§ **What you are asked to do**: Check the entries below and say how many lines include the word "colorful". No other text is wanted.

(Image-grounded pointing data)
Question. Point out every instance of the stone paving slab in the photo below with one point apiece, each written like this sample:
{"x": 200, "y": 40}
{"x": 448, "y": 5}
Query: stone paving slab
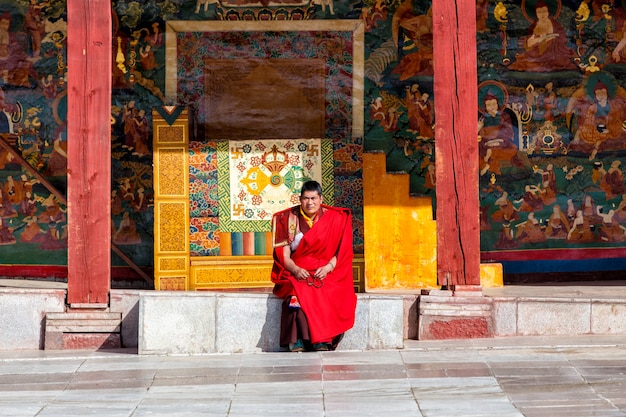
{"x": 532, "y": 377}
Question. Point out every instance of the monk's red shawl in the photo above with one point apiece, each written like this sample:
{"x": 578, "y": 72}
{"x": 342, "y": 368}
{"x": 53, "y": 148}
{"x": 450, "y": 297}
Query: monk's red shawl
{"x": 329, "y": 308}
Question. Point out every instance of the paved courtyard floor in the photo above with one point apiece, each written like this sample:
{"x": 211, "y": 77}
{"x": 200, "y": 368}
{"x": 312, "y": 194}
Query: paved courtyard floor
{"x": 528, "y": 376}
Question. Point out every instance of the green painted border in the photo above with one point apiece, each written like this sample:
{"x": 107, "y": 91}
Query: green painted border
{"x": 223, "y": 189}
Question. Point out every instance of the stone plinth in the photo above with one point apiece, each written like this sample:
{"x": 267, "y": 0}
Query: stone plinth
{"x": 83, "y": 330}
{"x": 22, "y": 313}
{"x": 172, "y": 322}
{"x": 447, "y": 315}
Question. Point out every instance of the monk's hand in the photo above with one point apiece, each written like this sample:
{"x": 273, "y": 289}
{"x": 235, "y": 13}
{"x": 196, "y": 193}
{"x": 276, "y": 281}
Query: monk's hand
{"x": 322, "y": 271}
{"x": 301, "y": 273}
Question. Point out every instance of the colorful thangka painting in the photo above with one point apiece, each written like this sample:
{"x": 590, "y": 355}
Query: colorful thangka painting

§ **Exercise response**: 2